PROVIDED DATA ::
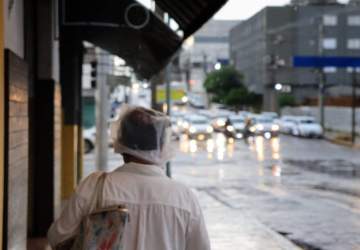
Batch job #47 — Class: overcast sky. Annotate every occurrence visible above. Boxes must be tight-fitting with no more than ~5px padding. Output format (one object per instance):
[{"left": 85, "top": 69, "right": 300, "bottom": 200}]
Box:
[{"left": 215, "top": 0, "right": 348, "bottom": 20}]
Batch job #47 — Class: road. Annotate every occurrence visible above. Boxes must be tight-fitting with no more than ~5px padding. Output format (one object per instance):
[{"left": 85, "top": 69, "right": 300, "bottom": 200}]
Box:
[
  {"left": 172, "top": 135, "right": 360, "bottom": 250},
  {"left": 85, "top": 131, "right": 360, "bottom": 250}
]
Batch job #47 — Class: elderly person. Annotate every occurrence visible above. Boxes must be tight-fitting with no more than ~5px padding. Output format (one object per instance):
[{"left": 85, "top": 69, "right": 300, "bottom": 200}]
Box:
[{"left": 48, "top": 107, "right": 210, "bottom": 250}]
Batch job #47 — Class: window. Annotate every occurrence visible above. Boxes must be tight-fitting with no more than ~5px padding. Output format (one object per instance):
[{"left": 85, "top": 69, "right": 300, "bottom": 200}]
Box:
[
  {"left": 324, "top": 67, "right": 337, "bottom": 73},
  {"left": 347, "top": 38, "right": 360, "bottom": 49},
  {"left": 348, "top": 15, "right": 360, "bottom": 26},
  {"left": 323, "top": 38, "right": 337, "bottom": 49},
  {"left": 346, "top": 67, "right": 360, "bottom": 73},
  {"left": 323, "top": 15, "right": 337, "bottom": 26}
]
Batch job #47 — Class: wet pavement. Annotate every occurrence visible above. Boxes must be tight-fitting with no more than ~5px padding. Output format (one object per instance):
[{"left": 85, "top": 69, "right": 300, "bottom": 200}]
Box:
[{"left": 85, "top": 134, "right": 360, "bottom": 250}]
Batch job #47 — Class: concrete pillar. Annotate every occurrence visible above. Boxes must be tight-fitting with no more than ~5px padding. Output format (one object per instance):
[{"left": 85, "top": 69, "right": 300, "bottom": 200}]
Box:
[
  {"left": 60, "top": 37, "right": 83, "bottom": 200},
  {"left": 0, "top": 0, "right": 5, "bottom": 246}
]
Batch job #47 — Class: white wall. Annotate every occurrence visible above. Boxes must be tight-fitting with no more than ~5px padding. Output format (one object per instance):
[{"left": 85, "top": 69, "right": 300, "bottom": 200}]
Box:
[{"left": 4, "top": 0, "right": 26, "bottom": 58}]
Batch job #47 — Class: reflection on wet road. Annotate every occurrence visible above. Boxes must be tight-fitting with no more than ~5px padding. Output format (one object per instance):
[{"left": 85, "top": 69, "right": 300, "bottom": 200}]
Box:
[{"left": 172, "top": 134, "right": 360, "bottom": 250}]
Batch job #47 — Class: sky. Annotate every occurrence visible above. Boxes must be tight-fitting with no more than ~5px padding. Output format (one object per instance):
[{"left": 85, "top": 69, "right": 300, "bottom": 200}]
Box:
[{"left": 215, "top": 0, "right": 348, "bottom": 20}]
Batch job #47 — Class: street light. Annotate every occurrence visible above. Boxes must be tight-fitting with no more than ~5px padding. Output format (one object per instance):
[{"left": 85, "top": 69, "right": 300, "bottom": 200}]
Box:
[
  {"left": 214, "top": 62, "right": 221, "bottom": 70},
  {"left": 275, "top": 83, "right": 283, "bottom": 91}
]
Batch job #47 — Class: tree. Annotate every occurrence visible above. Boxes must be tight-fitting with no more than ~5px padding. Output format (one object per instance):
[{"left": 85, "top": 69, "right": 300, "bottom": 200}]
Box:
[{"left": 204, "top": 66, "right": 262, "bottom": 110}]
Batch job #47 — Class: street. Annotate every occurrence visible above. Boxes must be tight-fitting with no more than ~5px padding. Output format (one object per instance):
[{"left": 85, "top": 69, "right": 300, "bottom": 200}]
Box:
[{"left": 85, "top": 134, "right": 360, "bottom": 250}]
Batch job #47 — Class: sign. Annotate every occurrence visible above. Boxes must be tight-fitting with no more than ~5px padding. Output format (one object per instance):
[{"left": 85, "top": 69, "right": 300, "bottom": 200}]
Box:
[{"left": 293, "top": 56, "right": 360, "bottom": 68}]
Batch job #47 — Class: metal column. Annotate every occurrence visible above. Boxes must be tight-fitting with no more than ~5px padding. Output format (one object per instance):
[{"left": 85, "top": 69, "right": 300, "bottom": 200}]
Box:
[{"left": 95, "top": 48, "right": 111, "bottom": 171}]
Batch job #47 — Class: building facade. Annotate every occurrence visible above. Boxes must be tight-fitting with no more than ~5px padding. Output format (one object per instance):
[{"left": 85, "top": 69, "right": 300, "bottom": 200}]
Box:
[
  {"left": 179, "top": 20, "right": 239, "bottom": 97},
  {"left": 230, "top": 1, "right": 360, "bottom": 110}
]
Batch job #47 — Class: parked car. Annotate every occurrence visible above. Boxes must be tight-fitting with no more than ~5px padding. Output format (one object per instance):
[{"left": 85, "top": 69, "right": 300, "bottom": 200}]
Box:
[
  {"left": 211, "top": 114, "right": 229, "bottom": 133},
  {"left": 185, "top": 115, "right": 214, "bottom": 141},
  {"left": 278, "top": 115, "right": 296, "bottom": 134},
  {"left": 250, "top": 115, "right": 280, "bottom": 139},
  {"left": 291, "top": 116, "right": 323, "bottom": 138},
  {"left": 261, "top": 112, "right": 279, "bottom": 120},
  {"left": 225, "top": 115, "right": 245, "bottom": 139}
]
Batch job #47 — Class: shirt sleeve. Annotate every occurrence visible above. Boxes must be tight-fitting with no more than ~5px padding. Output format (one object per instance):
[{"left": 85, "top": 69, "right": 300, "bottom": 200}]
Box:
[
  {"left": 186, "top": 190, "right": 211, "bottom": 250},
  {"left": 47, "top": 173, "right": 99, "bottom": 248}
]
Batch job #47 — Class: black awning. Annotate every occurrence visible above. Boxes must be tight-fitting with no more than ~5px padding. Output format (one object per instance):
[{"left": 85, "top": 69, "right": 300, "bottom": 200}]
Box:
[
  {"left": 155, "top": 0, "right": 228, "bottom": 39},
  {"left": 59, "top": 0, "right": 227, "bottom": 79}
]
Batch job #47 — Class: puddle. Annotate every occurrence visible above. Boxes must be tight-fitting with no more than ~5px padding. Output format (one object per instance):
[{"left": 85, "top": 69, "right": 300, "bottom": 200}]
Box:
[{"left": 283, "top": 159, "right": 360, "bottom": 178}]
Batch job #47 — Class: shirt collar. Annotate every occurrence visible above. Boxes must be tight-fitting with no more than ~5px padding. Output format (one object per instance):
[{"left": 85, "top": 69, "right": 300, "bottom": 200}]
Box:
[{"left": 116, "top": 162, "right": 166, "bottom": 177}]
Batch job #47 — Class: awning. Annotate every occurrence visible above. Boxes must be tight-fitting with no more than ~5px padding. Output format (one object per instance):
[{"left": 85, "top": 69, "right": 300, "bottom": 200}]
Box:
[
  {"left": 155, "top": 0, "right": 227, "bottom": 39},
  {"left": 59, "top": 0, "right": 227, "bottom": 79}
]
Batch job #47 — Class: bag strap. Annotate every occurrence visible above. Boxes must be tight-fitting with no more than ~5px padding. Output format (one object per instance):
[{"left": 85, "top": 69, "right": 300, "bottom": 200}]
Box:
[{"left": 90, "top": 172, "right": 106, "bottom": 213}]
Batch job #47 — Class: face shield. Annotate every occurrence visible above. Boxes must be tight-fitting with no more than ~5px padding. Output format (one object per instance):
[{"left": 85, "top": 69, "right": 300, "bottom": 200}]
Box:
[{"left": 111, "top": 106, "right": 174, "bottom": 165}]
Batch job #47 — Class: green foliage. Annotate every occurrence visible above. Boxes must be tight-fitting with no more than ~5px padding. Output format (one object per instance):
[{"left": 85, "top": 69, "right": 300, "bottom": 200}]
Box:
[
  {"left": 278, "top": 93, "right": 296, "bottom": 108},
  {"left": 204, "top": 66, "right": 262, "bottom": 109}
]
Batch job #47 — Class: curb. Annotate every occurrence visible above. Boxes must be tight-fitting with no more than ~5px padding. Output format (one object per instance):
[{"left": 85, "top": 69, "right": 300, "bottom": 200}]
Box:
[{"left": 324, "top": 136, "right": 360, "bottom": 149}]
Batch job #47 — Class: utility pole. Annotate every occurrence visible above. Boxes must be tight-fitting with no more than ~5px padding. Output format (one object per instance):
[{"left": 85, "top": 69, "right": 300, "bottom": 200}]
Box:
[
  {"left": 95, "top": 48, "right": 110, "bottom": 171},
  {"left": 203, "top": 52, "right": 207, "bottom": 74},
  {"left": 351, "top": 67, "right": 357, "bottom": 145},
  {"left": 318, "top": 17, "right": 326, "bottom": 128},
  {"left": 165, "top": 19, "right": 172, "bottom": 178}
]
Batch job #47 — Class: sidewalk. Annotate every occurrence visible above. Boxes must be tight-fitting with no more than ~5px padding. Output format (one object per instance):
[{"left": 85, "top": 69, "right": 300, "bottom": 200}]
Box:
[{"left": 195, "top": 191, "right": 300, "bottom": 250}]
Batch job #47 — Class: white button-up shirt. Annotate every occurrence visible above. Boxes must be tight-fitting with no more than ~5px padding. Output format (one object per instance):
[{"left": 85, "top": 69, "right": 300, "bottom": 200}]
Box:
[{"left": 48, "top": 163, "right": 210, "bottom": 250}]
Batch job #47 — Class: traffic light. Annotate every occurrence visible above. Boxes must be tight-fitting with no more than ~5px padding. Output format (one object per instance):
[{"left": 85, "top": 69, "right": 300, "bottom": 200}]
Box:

TASK REQUIREMENTS ::
Give everything in the data from the line containing "Batch job #47 — Class: curb." down to the end as a JSON list of strings, one string per line, with both ends included and blank lines omitted.

COMPLETED TASK ::
[
  "Batch job #47 — Class: curb. Annotate every occurrence visible above. Boxes must be tight-fitting with no more than ~5px padding. Output format (one object per instance):",
  "[{\"left\": 85, \"top\": 69, \"right\": 300, \"bottom\": 200}]",
  "Box:",
  "[{\"left\": 324, \"top\": 136, \"right\": 360, \"bottom\": 149}]",
  "Batch job #47 — Class: utility pole. Annotate every occurrence visible above. Boxes must be tight-fitting with no more than ~5px padding. Output format (one object per instance):",
  "[{\"left\": 85, \"top\": 69, \"right\": 300, \"bottom\": 200}]",
  "Box:",
  "[",
  "  {\"left\": 95, \"top\": 48, \"right\": 110, \"bottom\": 171},",
  "  {\"left\": 203, \"top\": 52, \"right\": 207, \"bottom\": 74},",
  "  {\"left\": 351, \"top\": 67, \"right\": 357, \"bottom\": 145},",
  "  {\"left\": 318, \"top\": 17, \"right\": 326, \"bottom\": 128},",
  "  {\"left\": 165, \"top\": 19, \"right\": 172, \"bottom\": 178}",
  "]",
  "Batch job #47 — Class: sidewalk. Annotate every occurrence visible above. Boxes must be tight-fitting with no more than ~5px padding. Output format (one object per instance):",
  "[{\"left\": 85, \"top\": 69, \"right\": 300, \"bottom\": 200}]",
  "Box:",
  "[{\"left\": 195, \"top\": 191, \"right\": 300, \"bottom\": 250}]",
  "Batch job #47 — Class: white button-up shirt. Annotate every occurrence visible above. Boxes must be tight-fitting with no more than ~5px padding. Output format (one object per instance):",
  "[{\"left\": 85, \"top\": 69, \"right\": 300, \"bottom\": 200}]",
  "Box:",
  "[{\"left\": 48, \"top\": 163, \"right\": 210, \"bottom\": 250}]",
  "Batch job #47 — Class: traffic light. Annotate every occurrence visible above. Boxes must be tight-fitting with no more than ~5px padding. Output format (one object per instance):",
  "[{\"left\": 85, \"top\": 69, \"right\": 300, \"bottom\": 200}]",
  "Box:"
]